-------- Dataset content

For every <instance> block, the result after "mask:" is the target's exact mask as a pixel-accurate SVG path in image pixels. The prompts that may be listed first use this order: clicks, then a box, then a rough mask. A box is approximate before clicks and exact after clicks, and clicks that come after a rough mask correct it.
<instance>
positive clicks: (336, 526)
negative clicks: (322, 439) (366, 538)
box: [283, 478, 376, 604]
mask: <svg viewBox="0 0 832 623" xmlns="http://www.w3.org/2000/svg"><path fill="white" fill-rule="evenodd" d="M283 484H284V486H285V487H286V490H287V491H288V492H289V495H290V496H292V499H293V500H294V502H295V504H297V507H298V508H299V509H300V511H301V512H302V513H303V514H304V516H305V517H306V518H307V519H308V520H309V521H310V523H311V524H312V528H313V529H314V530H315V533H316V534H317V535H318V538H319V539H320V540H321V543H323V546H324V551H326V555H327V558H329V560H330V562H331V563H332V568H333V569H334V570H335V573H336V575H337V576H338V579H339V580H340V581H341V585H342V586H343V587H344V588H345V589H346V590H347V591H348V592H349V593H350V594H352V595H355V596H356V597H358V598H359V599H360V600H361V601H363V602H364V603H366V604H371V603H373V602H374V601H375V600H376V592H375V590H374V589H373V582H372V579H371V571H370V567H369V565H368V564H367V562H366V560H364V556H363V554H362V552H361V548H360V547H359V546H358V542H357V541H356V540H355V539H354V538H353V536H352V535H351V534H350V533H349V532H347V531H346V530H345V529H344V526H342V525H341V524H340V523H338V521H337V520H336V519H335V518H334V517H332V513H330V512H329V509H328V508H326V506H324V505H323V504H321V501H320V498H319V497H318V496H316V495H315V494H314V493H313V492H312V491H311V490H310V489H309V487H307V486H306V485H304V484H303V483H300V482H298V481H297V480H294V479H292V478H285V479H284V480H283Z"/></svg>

----------------

* [Assigned task]: The required answer is the exact run of lines above starting at the line with "positive clicks: (336, 526)" and ending at the line with "negative clicks: (322, 439) (366, 538)", with both ends present.

* [Answer area]:
positive clicks: (336, 526)
negative clicks: (322, 439) (366, 538)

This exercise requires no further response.